### Text passage

* start *

Pay-TV penetration rate in Bulgaria currently stands around 90%, which is similar to the conditions that existed on the neighbouring Romanian market in 2013, when Orange Romania launched its DTH platform, Mihai Ursoi, country manager of SES for Bulgaria, Romania and Moldova, told SeeNews in a recent interview.
“Four years ago, when Orange started, nobody believed it was going to be a success," Ursoi said.
“Even back then, when they started, the pay-TV penetration in the country was over 80%.”
Orange Romania, a unit of France Telecom's Internet and mobile arm Orange, has partnered with SES since 2013, when the company launched its DTH platform. The company, one of SES' major clients in the region of Southeast Europe, also offers mobile Internet and fixed broadband services.
At end-September, Orange Romania had 369,000 users of its TV services, up 17% year-on-year, according to the company’s Q3 2017 financial report.
Orange’s success serves to prove that there is place for one more DTH platform in Bulgaria, but only if everything in terms of marketing strategy, pricing, content, etc. is done perfectly, Ursoi opined.
However, strong competition on the Bulgarian market is currently putting pressure on the prices, which the providers of TV services offer. Logically, as part of the supply chain, this might also affect the prices of satellite operators, Ursoi said.
In Bulgaria, a nation of just over 2 million households, there are 3 DTH platforms, which makes it a very competitive market, the SES regional manager said.
Similarly, there are 5 DTH platforms in Romania, where there are some 7 million households.
If a new platform is launched in Bulgaria, a serious factor which must be considered is the quality and quantity of high-definition (HD) channels offered.
According to a recent survey, commissioned by SES, 35% of Bulgarians take into consideration the variety of HD channels when choosing a TV service provider, Ursoi said. Some 25% of the respondents in Bulgaria said they were willing to pay more to have HD channels, according to the survey.

* end *

### Required work
**a)** Answer these questions on the passage about pay-TV in Bulgaria:
(i) How many DTH platforms does Bulgaria have?
(ii) How many users of its TV services did Orange Romania have at end-September?
(iii) What share of Bulgarian respondents said they would pay more to have HD channels?
**b)** Which lines of the rows contain the word "small"? Extract each one.

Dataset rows
* start *

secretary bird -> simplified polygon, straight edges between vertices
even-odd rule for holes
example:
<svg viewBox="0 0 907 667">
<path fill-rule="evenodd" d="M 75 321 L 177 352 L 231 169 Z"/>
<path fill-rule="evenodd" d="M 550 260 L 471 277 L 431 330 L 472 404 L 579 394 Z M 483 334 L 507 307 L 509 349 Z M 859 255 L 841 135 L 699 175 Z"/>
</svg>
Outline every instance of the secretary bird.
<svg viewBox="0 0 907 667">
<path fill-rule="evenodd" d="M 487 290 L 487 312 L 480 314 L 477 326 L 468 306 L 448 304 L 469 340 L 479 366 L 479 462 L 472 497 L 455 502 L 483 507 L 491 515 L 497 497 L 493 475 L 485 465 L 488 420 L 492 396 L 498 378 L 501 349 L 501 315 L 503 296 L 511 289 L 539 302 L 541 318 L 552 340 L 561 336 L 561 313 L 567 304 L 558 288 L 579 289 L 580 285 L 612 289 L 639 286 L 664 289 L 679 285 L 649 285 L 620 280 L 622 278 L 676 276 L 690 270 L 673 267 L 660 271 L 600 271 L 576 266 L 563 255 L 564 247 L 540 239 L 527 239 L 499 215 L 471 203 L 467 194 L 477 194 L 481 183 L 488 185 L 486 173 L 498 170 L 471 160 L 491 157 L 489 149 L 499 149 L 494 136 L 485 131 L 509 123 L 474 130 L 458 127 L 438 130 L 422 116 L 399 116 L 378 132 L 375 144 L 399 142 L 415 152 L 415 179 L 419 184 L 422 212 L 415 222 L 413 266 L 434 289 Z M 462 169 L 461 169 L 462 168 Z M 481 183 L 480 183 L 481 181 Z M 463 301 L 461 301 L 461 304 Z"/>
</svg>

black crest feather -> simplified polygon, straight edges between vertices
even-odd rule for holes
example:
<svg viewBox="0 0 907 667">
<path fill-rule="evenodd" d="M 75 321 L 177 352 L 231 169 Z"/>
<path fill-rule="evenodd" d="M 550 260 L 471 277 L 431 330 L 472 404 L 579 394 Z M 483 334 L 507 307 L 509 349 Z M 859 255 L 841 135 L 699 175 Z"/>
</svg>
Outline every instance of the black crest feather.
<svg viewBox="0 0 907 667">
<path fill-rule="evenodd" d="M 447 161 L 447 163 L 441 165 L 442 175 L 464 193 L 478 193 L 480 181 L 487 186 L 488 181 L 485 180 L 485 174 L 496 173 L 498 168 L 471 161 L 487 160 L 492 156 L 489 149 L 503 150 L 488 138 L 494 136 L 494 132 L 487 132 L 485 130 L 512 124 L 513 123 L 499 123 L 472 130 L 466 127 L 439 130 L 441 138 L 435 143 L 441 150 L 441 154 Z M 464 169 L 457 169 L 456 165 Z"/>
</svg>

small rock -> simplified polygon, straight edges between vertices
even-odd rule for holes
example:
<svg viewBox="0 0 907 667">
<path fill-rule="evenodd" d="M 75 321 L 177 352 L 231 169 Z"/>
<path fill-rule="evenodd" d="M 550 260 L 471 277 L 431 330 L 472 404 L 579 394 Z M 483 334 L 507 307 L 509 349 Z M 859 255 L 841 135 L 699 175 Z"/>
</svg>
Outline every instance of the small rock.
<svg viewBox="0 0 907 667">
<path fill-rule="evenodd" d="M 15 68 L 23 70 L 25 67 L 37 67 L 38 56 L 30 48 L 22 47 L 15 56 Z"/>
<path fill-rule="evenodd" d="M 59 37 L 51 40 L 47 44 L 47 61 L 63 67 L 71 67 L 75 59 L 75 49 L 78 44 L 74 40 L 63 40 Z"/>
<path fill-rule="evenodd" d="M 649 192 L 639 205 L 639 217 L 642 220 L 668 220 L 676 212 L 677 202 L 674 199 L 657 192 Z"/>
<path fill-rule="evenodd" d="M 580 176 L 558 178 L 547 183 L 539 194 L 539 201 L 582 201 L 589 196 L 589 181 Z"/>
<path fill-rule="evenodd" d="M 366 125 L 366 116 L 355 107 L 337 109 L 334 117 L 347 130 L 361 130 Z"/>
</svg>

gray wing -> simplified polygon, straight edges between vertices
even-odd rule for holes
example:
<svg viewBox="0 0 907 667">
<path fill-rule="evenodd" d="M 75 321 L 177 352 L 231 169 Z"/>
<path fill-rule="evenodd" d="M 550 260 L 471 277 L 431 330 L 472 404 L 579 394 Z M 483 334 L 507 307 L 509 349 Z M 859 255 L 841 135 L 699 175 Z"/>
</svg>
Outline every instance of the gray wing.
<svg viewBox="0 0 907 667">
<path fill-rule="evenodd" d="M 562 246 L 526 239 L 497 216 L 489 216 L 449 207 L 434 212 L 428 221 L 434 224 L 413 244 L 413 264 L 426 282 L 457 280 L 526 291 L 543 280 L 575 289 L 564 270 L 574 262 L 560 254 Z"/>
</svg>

* end *

### Answers for the tasks
**a)**
(i) 3
(ii) 369,000
(iii) Some 25%

**b)**
small rock -> simplified polygon, straight edges between vertices
Outline every instance of the small rock.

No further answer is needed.